Hollanda, Amsterdam - Gezilecek Yerler

Merhaba,

Amsterdam, özgürlüğün, esnekliğin şehri. Ayak basar basmaz, ruhundaki farklılığı, atmosferindeki özgünlüğü insanların yüzünden okuyabiliyorsunuz.

Uçaktan inip, otele varıp, yerleştikten sonra kendimizi bu havayı solumaya bıraktık. Otelimiz müzeler bölgesi diye geçen Museumplein'daydı, yani meşhur I amsterdam yazısının bulunduğu yerde. Yazıyı gündüz göremedik desem yeridir, o derece kalabalıktı. Hani şehirlerde bazı noktalar kilit olur, burası da Amsterdam için kilit noktalardan biri.

**Veri Satırları:**
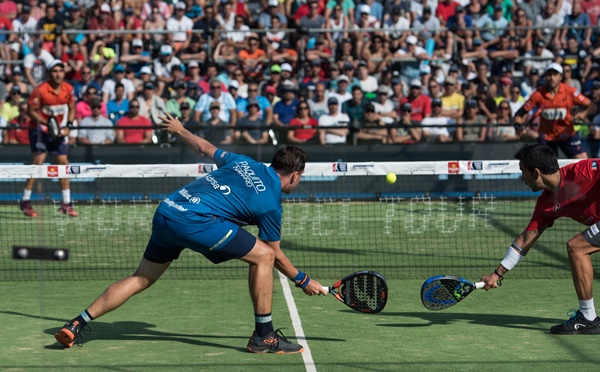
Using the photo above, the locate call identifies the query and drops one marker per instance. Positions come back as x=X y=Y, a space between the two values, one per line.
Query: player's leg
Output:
x=580 y=248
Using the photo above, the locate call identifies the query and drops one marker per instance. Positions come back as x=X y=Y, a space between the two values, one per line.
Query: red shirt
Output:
x=134 y=136
x=577 y=197
x=556 y=122
x=304 y=134
x=421 y=106
x=51 y=102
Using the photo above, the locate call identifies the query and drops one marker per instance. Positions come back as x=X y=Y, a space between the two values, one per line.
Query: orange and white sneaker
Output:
x=71 y=332
x=67 y=208
x=27 y=209
x=273 y=342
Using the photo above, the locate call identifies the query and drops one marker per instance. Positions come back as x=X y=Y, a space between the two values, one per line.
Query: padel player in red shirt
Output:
x=553 y=103
x=52 y=98
x=571 y=191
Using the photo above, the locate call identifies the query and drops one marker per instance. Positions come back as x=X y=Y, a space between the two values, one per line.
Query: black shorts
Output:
x=592 y=234
x=217 y=239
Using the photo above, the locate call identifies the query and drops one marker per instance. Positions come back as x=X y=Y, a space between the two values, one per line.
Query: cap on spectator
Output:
x=342 y=77
x=412 y=40
x=553 y=66
x=416 y=83
x=233 y=84
x=450 y=81
x=166 y=50
x=383 y=89
x=54 y=63
x=269 y=89
x=472 y=103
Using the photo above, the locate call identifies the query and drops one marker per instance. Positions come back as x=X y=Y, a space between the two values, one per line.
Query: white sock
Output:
x=26 y=195
x=587 y=309
x=67 y=196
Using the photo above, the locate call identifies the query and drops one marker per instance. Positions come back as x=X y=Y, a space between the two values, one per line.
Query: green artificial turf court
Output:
x=204 y=325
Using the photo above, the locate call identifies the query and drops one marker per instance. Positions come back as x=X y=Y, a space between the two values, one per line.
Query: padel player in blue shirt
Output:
x=205 y=217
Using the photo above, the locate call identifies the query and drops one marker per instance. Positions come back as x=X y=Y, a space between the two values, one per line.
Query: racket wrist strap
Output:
x=301 y=280
x=512 y=258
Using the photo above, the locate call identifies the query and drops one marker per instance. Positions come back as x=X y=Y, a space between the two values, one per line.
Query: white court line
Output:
x=289 y=299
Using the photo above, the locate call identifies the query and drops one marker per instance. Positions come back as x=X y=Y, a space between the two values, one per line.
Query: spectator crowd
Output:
x=390 y=72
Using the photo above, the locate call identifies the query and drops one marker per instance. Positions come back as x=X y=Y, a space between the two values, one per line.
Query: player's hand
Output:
x=490 y=280
x=314 y=288
x=170 y=124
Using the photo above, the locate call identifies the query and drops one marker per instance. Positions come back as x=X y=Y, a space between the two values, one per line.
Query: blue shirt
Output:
x=242 y=190
x=286 y=112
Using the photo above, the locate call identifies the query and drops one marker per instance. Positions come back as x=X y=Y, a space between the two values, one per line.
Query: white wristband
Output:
x=511 y=259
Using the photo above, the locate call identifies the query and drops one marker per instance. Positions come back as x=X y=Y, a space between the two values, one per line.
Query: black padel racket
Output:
x=364 y=291
x=444 y=291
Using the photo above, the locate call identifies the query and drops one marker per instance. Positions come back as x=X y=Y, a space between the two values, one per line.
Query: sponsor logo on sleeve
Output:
x=53 y=171
x=340 y=167
x=453 y=167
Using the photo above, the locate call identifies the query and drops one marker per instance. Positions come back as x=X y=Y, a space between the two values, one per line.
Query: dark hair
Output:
x=538 y=156
x=289 y=159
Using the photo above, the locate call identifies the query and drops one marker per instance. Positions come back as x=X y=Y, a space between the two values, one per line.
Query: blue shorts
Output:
x=40 y=142
x=217 y=239
x=570 y=147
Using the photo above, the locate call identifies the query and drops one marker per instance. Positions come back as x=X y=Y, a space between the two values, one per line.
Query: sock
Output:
x=587 y=309
x=263 y=324
x=67 y=196
x=84 y=318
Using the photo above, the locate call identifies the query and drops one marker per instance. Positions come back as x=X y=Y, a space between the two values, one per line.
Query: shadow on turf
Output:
x=141 y=331
x=495 y=320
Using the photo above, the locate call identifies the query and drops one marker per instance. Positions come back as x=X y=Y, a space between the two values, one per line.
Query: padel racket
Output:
x=444 y=291
x=364 y=291
x=53 y=128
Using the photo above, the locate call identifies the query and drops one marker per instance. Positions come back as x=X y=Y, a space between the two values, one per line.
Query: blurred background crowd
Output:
x=334 y=71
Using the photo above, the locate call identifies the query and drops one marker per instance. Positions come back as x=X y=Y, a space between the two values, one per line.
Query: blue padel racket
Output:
x=444 y=291
x=364 y=291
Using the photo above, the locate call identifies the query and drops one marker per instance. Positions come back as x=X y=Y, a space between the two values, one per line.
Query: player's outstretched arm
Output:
x=172 y=125
x=283 y=264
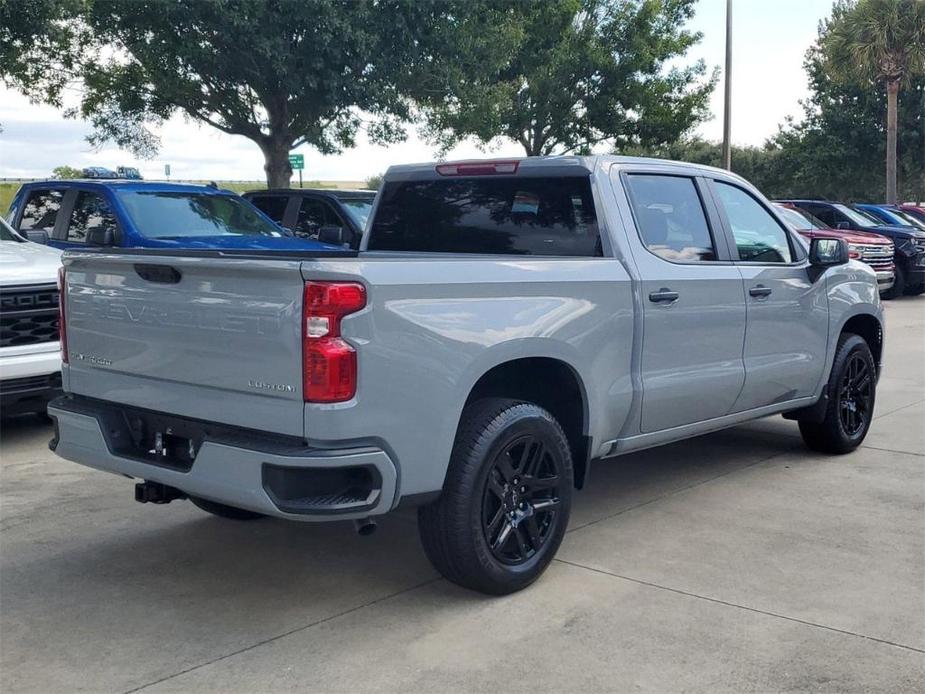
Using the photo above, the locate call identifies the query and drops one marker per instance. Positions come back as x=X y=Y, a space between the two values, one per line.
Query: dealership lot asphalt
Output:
x=738 y=561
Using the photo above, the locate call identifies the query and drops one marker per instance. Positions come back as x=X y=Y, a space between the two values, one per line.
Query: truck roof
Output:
x=128 y=184
x=550 y=165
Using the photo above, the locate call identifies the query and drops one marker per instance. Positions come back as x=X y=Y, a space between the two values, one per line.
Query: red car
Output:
x=873 y=249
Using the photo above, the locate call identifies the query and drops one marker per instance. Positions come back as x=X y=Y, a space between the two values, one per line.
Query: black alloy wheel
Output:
x=520 y=501
x=850 y=398
x=855 y=395
x=506 y=498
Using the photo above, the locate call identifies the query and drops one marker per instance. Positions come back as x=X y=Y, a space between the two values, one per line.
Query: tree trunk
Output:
x=276 y=163
x=892 y=90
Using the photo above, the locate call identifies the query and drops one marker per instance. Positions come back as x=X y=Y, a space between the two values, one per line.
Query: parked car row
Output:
x=903 y=226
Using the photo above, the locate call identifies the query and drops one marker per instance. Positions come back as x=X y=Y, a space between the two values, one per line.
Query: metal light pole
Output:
x=727 y=107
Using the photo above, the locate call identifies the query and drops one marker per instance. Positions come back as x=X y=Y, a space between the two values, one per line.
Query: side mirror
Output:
x=828 y=252
x=100 y=236
x=36 y=236
x=332 y=235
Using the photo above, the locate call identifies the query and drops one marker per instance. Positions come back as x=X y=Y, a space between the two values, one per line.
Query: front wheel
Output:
x=851 y=390
x=506 y=499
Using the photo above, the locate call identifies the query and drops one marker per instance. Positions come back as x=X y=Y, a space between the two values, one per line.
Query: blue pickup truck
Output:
x=141 y=214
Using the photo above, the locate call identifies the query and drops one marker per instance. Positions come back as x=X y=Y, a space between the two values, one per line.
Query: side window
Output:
x=332 y=218
x=273 y=206
x=311 y=218
x=759 y=237
x=90 y=211
x=826 y=214
x=41 y=210
x=670 y=217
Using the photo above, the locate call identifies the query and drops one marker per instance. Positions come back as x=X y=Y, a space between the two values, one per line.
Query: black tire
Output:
x=852 y=395
x=510 y=472
x=899 y=284
x=223 y=511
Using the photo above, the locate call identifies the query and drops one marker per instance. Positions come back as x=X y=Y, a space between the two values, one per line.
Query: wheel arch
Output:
x=552 y=383
x=869 y=327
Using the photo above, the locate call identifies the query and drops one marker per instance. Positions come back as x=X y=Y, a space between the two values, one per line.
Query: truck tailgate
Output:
x=215 y=338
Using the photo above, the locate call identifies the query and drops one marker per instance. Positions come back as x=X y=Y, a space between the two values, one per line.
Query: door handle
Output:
x=663 y=296
x=164 y=274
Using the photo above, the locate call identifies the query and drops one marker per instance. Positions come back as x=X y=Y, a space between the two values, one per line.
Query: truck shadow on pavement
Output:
x=135 y=576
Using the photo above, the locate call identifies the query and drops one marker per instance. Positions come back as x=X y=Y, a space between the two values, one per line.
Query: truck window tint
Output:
x=273 y=206
x=759 y=237
x=41 y=210
x=169 y=215
x=826 y=214
x=90 y=211
x=508 y=216
x=670 y=217
x=311 y=218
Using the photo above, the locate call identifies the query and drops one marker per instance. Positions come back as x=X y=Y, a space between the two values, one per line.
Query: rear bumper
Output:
x=244 y=469
x=915 y=275
x=885 y=279
x=28 y=394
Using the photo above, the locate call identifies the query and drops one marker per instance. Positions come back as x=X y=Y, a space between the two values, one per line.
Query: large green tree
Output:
x=837 y=149
x=877 y=42
x=583 y=72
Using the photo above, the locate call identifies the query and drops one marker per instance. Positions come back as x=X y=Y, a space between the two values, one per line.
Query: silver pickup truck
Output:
x=502 y=327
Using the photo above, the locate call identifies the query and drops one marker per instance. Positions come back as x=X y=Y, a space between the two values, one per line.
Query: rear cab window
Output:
x=273 y=206
x=91 y=211
x=544 y=216
x=40 y=210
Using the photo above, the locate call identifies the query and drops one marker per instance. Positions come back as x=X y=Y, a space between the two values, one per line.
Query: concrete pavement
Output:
x=738 y=561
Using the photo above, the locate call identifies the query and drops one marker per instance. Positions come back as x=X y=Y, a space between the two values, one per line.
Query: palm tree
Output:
x=878 y=41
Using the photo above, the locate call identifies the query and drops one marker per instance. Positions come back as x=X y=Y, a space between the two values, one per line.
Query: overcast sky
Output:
x=768 y=82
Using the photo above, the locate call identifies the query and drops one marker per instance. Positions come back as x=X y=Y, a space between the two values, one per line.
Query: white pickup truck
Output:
x=30 y=355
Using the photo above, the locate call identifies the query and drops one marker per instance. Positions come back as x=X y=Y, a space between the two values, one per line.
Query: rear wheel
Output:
x=223 y=511
x=899 y=284
x=506 y=499
x=851 y=391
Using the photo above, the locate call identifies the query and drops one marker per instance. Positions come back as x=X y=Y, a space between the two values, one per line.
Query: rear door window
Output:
x=547 y=216
x=90 y=211
x=273 y=206
x=670 y=217
x=41 y=210
x=759 y=237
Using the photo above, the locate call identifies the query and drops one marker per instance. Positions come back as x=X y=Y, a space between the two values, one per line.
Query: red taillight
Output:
x=329 y=363
x=478 y=168
x=62 y=324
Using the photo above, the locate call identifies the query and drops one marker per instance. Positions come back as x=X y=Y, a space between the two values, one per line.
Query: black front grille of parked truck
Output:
x=28 y=315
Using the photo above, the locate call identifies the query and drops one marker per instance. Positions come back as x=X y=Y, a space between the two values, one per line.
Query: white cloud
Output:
x=768 y=81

**Yapılacak İş:**
Amsterdam gezi yazısına göre otel hangi bölgedeydi? Verilere başvurmanız gerekmiyor.

**Görevin Sonucu:**
Müzeler bölgesi diye geçen Museumplein'daydı.